*** Given passage ***

French geologist (1843–1903)

Ernest Charles Philippe Auguste Munier-Chalmas (7 April 1843 – 9 August 1903) was a French geologist, born at Tournus in Burgundy, who is known for his contributions to the understanding of the Cretaceous, but who also isolated and defined the Priabonian stage of the Late Eocene, in a paper co-written with Albert de Lapparent in 1893.

From 1864 he worked as an assistant in the geology department at the Sorbonne, and subsequently participated in geological missions to Austria-Hungary and the Venetian Alps. From 1882 he taught classes at the École Normale Supérieure, and in 1891 became a professor of geology at the Sorbonne. In addition, from 1892 to 1903, he was director of studies at the École pratique des hautes études.

In 1873 he described the bivalve genera Matheronia and Toucasia (family Requieniidae). With paleontologist Charles Schlumberger, he conducted important investigations on sexual dimorphism in Foraminifera.

In 1891 he was appointed president of the Société géologique de France. He was elected to the mineralogical section of the French Académie des sciences on 5 May 1903.

*** End of Given passage ***

Write the next part of the biography of the French geologist Munier-Chalmas, starting after its last sentence. The records have nothing to do with this.

*** Source data ***

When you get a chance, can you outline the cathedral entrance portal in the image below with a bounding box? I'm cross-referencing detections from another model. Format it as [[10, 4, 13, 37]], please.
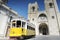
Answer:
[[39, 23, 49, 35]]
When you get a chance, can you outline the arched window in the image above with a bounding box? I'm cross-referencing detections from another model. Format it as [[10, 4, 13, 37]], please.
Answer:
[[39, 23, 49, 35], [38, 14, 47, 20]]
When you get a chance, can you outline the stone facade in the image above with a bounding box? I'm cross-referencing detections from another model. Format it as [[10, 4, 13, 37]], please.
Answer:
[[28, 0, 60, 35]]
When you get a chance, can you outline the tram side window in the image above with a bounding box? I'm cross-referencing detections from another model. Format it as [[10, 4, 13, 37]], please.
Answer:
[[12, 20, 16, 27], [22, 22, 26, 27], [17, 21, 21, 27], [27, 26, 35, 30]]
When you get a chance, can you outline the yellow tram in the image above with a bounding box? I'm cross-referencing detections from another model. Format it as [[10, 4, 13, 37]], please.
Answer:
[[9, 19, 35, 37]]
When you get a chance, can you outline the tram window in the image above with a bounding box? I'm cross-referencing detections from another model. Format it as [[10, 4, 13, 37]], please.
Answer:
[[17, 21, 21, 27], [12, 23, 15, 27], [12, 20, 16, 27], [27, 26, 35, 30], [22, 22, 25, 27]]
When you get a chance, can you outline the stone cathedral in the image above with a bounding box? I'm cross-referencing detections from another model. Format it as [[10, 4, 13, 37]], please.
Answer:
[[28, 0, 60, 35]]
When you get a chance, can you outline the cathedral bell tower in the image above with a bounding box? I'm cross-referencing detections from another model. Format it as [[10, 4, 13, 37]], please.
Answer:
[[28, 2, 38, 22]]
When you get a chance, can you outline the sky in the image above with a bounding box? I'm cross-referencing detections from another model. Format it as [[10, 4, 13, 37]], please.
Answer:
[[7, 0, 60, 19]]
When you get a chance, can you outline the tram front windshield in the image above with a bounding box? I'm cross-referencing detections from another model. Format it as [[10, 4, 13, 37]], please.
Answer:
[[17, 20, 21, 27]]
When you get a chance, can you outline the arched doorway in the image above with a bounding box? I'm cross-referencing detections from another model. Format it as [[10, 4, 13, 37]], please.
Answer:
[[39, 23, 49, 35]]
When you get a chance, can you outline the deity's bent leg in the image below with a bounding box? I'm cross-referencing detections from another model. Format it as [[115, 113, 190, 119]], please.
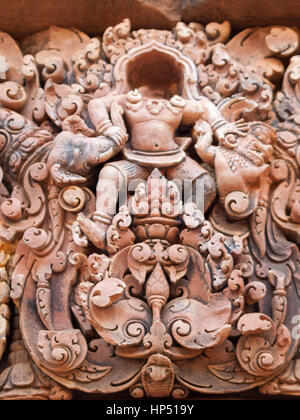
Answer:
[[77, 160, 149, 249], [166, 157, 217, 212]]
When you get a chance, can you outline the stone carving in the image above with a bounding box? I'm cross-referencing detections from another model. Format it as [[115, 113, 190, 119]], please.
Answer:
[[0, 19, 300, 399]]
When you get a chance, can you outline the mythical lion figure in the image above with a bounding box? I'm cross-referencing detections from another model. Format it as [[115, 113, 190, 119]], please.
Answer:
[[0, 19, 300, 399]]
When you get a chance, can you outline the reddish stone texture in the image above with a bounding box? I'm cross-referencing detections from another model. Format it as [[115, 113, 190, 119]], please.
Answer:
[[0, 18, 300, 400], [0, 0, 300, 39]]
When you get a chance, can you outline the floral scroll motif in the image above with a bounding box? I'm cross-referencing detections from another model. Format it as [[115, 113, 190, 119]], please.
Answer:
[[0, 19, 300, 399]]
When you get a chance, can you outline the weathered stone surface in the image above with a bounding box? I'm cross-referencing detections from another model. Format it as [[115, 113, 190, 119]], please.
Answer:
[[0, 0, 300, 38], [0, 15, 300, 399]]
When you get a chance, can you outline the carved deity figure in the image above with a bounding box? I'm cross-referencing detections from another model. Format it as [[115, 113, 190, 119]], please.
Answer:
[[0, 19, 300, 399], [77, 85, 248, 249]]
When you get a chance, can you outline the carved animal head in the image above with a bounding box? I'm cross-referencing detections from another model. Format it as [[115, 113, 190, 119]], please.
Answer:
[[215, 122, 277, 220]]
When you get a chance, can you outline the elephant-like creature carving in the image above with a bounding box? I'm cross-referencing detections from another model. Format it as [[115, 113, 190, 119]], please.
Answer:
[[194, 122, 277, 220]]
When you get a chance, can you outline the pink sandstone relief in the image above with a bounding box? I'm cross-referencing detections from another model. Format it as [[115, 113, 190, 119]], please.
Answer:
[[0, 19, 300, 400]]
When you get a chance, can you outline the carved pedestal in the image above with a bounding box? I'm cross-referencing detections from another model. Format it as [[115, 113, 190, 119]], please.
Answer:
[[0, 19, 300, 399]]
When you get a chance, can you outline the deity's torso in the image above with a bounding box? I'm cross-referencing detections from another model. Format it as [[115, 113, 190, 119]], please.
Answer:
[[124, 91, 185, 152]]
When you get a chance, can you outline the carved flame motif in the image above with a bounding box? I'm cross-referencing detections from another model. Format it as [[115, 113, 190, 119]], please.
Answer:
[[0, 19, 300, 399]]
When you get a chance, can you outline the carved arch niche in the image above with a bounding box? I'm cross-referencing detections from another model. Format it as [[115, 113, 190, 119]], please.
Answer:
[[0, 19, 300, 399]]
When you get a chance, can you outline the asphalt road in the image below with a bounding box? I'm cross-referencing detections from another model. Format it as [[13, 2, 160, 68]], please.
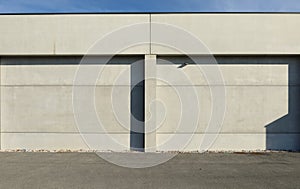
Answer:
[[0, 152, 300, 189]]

*** End of Source data ***
*** Source data ***

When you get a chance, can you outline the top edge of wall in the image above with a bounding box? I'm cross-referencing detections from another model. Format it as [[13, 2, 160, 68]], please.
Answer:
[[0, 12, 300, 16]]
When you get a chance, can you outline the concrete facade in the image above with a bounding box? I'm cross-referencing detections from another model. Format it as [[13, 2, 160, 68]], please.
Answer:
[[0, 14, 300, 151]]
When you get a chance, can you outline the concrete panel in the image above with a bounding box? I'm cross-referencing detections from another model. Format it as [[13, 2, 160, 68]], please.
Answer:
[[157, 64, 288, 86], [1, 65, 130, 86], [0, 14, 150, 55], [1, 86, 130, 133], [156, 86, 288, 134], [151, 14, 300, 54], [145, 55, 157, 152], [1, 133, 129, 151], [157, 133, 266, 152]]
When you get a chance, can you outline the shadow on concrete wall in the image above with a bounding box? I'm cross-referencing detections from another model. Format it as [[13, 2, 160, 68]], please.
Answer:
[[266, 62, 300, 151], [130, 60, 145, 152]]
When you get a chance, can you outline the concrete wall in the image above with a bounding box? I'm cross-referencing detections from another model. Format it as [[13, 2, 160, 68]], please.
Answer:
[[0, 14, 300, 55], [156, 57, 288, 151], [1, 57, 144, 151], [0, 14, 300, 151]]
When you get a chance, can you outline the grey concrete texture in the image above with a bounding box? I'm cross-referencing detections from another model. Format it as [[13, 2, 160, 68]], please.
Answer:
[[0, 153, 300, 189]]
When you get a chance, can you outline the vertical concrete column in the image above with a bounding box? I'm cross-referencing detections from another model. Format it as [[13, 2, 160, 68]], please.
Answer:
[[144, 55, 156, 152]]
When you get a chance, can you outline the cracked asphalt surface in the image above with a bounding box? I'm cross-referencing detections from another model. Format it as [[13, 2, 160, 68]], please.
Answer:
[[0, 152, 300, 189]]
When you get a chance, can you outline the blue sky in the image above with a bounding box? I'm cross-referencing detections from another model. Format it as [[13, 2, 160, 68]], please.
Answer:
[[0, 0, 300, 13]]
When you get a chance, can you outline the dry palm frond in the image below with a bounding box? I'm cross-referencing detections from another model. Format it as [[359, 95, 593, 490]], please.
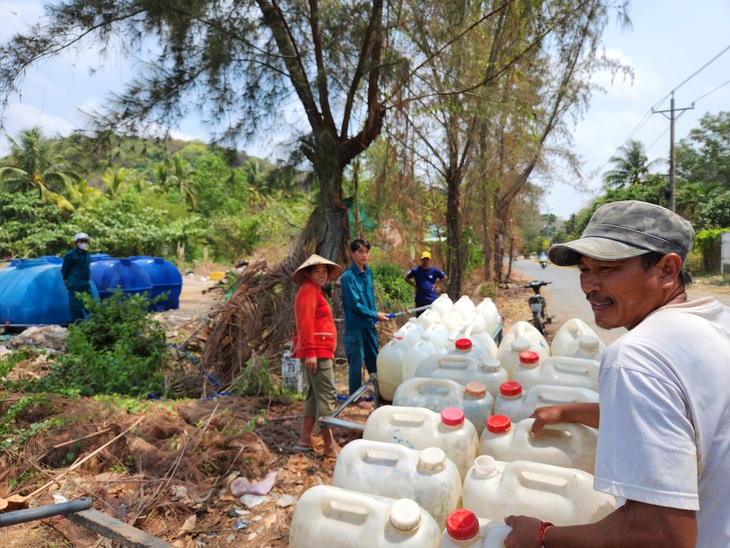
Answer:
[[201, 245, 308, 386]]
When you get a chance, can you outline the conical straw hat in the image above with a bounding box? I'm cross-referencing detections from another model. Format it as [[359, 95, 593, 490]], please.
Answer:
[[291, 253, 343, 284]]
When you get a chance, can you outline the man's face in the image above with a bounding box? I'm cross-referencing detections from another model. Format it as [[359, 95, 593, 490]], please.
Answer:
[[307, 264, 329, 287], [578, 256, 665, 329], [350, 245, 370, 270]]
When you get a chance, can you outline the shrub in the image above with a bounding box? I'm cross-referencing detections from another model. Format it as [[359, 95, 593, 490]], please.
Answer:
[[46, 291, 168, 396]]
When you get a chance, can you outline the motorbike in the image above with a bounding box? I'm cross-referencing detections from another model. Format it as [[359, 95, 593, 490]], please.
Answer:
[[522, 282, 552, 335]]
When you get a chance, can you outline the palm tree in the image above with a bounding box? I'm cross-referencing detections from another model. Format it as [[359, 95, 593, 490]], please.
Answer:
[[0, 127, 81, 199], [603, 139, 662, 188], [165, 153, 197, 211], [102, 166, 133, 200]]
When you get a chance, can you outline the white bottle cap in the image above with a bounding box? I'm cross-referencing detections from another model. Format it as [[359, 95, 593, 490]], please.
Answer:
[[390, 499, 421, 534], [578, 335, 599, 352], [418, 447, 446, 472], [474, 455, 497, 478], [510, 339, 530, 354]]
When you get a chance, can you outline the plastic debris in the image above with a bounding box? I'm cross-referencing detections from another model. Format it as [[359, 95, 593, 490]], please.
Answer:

*** End of Source data ***
*** Source data ***

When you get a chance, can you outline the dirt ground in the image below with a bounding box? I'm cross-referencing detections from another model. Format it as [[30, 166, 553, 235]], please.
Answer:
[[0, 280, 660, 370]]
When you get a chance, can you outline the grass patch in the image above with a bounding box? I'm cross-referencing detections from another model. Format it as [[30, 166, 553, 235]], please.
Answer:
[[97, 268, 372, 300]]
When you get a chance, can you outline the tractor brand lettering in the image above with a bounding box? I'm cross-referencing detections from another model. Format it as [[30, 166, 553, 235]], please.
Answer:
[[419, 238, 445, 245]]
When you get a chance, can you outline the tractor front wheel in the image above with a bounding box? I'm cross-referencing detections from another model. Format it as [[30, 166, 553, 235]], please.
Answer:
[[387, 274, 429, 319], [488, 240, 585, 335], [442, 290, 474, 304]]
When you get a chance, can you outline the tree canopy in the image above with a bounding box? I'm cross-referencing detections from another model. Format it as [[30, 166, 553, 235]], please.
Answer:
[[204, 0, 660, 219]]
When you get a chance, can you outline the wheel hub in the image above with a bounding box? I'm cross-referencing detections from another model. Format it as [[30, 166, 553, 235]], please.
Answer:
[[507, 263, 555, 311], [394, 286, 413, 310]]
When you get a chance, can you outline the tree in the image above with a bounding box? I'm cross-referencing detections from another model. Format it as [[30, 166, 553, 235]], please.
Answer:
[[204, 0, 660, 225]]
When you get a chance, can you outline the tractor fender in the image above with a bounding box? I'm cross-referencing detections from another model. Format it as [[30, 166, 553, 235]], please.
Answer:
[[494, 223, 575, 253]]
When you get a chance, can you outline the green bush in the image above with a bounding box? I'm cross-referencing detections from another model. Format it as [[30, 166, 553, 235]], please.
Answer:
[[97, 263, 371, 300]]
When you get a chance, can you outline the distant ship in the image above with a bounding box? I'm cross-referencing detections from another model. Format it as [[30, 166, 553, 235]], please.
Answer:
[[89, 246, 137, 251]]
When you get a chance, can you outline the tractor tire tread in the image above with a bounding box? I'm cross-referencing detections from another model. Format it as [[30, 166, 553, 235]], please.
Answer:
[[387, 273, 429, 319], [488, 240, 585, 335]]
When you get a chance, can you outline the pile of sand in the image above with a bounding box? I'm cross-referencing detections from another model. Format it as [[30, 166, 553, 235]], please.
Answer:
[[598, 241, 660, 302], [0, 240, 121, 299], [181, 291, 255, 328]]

*** End of Source data ***

**Answer to this exercise**
In 1895, botanist Hermann zu Solms-Laubach published Chalmasia, which is a genus of green algae in the family Polyphysaceae and name in Chalmas's honour.

He died in retirement at Aix-les-Bains, Provence.

== Selected works ==
- Recherches sur les terrains tertiaires de l'Europe méridionale, 1877 (with Edmond Hébert).
- Nouvelles observations sur le dimorphisme des Foraminifères, 1883 (with Charles Schlumberger).
- Note sur les miliolidées trématophores, 1885 (with Charles Schlumberger).
- Etude du Tithonique, du Crétacé et du Tertiaire du Vicentin, 1891 (with Edmond Hébert).
- Note sur la nomenclature des terrains sédimentaires, 1893 (with Albert de Lapparent).